### Records in a dataset
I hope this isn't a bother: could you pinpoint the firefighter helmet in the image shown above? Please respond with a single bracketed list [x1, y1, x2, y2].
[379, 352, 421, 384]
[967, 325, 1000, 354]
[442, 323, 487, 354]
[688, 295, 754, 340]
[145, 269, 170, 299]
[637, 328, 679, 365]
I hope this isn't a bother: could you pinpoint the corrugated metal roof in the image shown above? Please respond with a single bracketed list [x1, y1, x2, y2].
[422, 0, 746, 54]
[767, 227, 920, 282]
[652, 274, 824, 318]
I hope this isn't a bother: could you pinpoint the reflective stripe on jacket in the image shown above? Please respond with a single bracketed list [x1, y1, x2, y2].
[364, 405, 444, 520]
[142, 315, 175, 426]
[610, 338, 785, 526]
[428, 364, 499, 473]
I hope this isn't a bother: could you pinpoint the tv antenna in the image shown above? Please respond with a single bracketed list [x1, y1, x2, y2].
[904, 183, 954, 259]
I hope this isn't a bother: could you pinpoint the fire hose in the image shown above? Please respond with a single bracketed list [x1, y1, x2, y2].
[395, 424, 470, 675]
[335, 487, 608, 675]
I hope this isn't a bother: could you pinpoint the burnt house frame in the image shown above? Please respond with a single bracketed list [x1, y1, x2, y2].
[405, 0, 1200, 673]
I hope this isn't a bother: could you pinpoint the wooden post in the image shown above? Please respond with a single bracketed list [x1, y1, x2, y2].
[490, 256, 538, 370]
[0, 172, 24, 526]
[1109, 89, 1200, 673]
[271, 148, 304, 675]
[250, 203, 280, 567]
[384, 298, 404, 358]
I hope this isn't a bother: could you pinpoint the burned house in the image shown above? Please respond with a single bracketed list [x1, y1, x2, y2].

### EXERCISE INSTRUCTIONS
Please rewrite the listing above, substituting "locate" for every "pinpoint" and leaving everything else unchanged.

### WRITTEN ANSWER
I hope this isn't a bother: could you locate the firefighter helmet in the image shown above? Please respond with a single bracketed list [x1, y1, x2, y2].
[379, 352, 421, 384]
[967, 325, 1000, 354]
[442, 323, 487, 354]
[688, 295, 754, 340]
[145, 269, 170, 299]
[637, 328, 679, 365]
I hope this isn't a bother: could you locate the corrugated metal roof in the image shown above? Please respond with a single bracketed list [x1, y1, x2, y2].
[422, 0, 746, 54]
[767, 227, 920, 282]
[652, 274, 824, 318]
I hope this isn't a bother: could you locate the reflective stripe on jacket in the image shown above? Please respond with a single bracketed list [x1, y1, x2, y2].
[364, 405, 444, 520]
[142, 315, 175, 426]
[610, 338, 785, 526]
[428, 364, 499, 473]
I hope this isn't a bother: could you locate the tv antenna in the image shown above? Please respond with a single bracketed list [x1, y1, x2, y2].
[904, 183, 954, 259]
I hope this isn't a bother: could you locate the fire hose in the image shown above? Please respond with a single bracketed list [x1, y1, x2, y2].
[395, 424, 470, 675]
[335, 487, 608, 675]
I hope this isn't a bother: could you locate the burnt house frame in the image shown above? Please respond with a single bracketed list [x1, y1, x2, y2].
[405, 0, 1200, 673]
I hope this isn't a bother: could you locate the wooden post in the image shown above? Please respond with a single bracketed list [x1, y1, x2, y2].
[490, 256, 538, 370]
[0, 172, 24, 526]
[1109, 89, 1200, 673]
[271, 148, 304, 675]
[250, 203, 280, 567]
[384, 298, 404, 358]
I hope this isn't a bother: could you locate the burned house in the image shown above? Please respond with a single bracketed list [x1, y1, x2, y2].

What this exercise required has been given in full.